§ **Your task**
The output must reproduce each line of the data word for word.

--- Data shown ---

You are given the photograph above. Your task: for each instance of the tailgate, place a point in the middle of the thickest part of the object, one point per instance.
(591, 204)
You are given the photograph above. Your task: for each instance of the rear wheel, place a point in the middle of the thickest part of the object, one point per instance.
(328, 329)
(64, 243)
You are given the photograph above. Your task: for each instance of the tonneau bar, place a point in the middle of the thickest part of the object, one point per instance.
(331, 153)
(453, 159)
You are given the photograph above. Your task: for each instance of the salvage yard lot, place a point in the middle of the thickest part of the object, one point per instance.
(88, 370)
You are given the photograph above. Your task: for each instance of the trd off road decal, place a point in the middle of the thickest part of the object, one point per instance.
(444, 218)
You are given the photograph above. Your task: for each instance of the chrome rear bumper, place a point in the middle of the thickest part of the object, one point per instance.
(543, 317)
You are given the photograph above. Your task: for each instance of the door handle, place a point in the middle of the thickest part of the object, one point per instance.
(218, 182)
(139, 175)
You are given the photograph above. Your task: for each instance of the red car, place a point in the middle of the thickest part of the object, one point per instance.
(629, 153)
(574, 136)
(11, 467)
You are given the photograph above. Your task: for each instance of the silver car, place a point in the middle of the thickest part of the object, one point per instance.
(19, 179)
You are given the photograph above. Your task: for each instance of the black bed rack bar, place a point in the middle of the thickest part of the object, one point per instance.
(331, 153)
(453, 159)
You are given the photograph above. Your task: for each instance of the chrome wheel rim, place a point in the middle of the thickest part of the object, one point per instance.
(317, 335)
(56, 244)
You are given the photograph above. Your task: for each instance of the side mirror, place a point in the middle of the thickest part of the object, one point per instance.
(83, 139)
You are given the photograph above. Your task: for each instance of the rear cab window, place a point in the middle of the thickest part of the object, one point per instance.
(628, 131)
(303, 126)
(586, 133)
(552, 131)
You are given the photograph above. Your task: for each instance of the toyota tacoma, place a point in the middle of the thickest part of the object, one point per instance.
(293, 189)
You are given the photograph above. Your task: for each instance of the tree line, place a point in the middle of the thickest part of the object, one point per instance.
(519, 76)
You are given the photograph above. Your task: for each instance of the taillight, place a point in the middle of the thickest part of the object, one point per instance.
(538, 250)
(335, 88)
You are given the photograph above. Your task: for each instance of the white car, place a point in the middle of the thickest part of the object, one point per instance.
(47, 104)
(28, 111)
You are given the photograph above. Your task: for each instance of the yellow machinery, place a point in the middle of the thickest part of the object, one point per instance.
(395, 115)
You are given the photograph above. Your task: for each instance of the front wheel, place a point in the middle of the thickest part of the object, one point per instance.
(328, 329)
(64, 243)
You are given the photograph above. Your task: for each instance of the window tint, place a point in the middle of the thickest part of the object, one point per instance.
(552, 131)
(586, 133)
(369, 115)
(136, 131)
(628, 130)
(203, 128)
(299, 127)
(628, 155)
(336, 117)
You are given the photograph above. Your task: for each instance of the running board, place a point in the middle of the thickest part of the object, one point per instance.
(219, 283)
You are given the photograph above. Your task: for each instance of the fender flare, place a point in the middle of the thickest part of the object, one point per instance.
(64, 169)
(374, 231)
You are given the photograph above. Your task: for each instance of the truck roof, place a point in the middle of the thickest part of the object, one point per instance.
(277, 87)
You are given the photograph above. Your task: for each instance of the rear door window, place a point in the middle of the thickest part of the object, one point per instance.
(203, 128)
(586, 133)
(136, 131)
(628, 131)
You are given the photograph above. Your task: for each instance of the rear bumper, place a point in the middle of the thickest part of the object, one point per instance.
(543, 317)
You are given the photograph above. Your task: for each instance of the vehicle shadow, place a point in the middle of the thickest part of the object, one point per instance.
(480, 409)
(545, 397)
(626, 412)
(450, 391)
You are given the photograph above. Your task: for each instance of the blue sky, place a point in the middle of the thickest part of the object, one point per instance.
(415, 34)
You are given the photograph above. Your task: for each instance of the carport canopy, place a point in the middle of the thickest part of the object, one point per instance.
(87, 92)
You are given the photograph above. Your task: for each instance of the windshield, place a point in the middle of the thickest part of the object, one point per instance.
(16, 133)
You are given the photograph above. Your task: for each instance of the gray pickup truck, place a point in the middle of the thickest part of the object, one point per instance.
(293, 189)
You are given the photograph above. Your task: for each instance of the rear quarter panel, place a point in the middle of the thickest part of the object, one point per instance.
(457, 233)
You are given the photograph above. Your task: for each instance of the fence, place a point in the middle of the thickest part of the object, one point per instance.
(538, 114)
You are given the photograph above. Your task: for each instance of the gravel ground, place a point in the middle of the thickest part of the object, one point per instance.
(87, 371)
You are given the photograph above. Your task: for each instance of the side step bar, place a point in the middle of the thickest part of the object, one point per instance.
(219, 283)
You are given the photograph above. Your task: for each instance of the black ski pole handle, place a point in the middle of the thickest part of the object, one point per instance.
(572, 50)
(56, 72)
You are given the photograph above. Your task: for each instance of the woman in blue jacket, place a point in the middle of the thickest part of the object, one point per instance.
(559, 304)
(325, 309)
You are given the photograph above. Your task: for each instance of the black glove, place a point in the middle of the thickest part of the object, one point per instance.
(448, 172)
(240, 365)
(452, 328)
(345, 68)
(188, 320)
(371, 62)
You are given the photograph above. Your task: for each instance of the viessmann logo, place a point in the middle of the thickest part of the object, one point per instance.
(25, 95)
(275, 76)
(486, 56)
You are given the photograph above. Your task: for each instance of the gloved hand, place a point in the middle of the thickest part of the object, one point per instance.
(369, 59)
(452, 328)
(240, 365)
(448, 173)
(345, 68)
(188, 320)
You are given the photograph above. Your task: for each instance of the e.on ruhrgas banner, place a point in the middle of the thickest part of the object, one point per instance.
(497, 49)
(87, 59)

---

§ **Response to this exercise**
You are given the photograph above. Your task: for each instance of the tailgate, place a point in the middle of the thickest part of the object, one point per instance.
(591, 204)
You are given the photograph above. Your task: for each instance of the rear wheel, place a point in the middle of the thickest part of the object, one point per instance.
(328, 329)
(64, 243)
You are given the photograph above. Your task: for each instance of the tonneau bar, place a point in the middle of the thickest part of the object, one point per instance.
(331, 153)
(453, 159)
You are given the photograph above. Your task: for each instance of the salvage yard lot, place a point in the middle of the thickest part of the object, one point per instance.
(88, 370)
You are given the photograph above. Your task: for each instance of the trd off road decal, place a point in the middle of the thickest part of the object, one point per instance.
(444, 218)
You are given the photograph above. Your task: for each instance of the chrome rear bumper, place a point in the middle of the thickest part of the object, one point per instance.
(543, 317)
You are given the photograph above. Your task: for each instance of the door handle, place a point in the middle of the thickest part of the object, one point per instance.
(218, 182)
(139, 175)
You are given the photograph above. Your task: for each instance of the red car, place a point in the middle of the thickest part of the object, one point per instance.
(629, 153)
(574, 136)
(11, 467)
You are given the photograph above. Your task: for each instance of the silver car, place a point in the middle of the thickest part of the object, one point per instance.
(19, 179)
You are given the photograph above. Your task: for each instance of the black bed rack bar, place a point in the middle of the thickest part of the object, one point per instance.
(331, 153)
(453, 159)
You are given the photograph above. Your task: for each instance of the chrome wheel rim, place a point in the middle of the thickest part of the object, one point per instance.
(317, 335)
(56, 244)
You are given the photograph above. Your task: for each instance of the side mirror, place a point in the middle of the thickest part of the object, one point per instance.
(83, 139)
You are given the photograph above. Your task: for each instance of the rear cab window, place a point in the middle of the thickest part of the object, one point per instance.
(628, 131)
(303, 126)
(586, 133)
(552, 131)
You are given the photograph above. Your task: for each instance of the toyota tacoma, place a point in the middle of the thickest part of the object, one point per instance.
(293, 189)
You are given the photograph above. Your task: for each instance of the tree line, place a point in the middle of the thickest part of the object, one point per instance.
(519, 76)
You are given the photograph above. Your task: for each instance of the taillight, place a point in the middle of the thickest part of the object, one point per instance.
(538, 250)
(335, 88)
You are given the photograph above. Your task: for each instance of the white car, place a point in the middle of the thickest part of the object, one point per instance.
(47, 104)
(28, 111)
You are given the photograph above. Your task: for each instance of the yellow machinery, place a point in the middle of the thickest part of the object, one point per instance.
(395, 115)
You are given the photograph above. Your task: for each instance of the front wheel, place a point in the middle of the thickest part of the object, one point per instance.
(328, 329)
(64, 243)
You are given the photograph above. Your task: for each instance of the window tint, place a point in the middle of the thickest part of the object, one point per instance.
(552, 131)
(586, 133)
(369, 115)
(136, 131)
(628, 130)
(203, 128)
(299, 127)
(628, 155)
(336, 117)
You are given the photograph above. Your task: for each instance of the running board, place a point in the middle of the thickest part of the object, one point per instance.
(219, 283)
You are given the photograph above. Your task: for each instance of the fender flare, place a point in the middle of the thickest part of the object, one point per instance.
(64, 169)
(374, 231)
You are given the photograph above. Your task: for each instance of the truck roof, place a point in the middle of the thickest part of the object, one point per instance.
(277, 87)
You are given the photograph above. Your task: for each instance of the rear door window, place a point in the middle of the thickest part of the object, one point per instance.
(203, 128)
(586, 133)
(136, 131)
(628, 131)
You are given the photograph above. Your task: for each instance of the rear bumper, place a point in the middle of the thickest part of the object, one point per instance.
(543, 317)
You are given the photograph above. Your task: for each instance of the vehicle shadow, place a point in the middle of the thickest part of the object, one point per instance.
(480, 409)
(545, 397)
(626, 412)
(450, 391)
You are given the photograph above. Your task: for each instance of the blue sky, place a point in the middle of the thickest part of the object, one point per instance.
(415, 34)
You are given the photograph above. Your task: for each instance of the carport canopy, place a point in the middle of the thickest part of the object, one point per instance.
(87, 92)
You are given the photograph above. Your task: for each instance of the windshield, place a point in the middle of the thickest part of the object, one point per instance.
(16, 133)
You are given the photograph above. Your task: for each instance of the gray pickup truck, place a point in the middle of the thickest part of the object, one point per instance.
(293, 189)
You are given the photograph above. Your task: for each instance of the rear quarter panel, place a point in the middle of the thickest part of the object, one point per instance.
(457, 233)
You are given the photograph above. Your task: for each instance of the fence, place a point in the middle of the thickest part of the object, one point per instance.
(538, 114)
You are given the photograph above. Your task: for each instance of the gravel ground, place a point in the middle of the thickest part of the object, one point per instance.
(87, 371)
You are given the photograph above. Your task: for each instance of the side step bar, place a point in the middle of the thickest part of the object, one point per instance.
(219, 283)
You are given the photograph above. Your task: for each instance of the black ski pole handle, place a point in the middle of the thickest part of the object, one point per instance.
(572, 50)
(56, 72)
You are given the photograph above. Your task: for each instance of the woman in blue jacket, place a point in the middle of the thickest part of the object, one point per instance.
(559, 304)
(325, 309)
You are given the photograph above. Your task: for each instance of the black glove, place a point in the middle of the thickest part of the object, one point per instance.
(448, 172)
(240, 365)
(452, 328)
(345, 68)
(188, 320)
(371, 62)
You are given the photograph above. Your task: for each instance of the viessmann logo, place a point in the middle of the thickest part of the object, one point per instance.
(25, 95)
(275, 76)
(486, 56)
You are given the photograph above. Your task: for each instance of the gloved hand, place a point in the middle of the thickest part of the object, one point per instance.
(369, 59)
(452, 328)
(240, 365)
(448, 173)
(345, 68)
(188, 320)
You are given the photograph above. Your task: for each instance of the e.on ruhrgas banner, place a point in the middle of the thickest part of the object, one point per instance.
(497, 49)
(87, 59)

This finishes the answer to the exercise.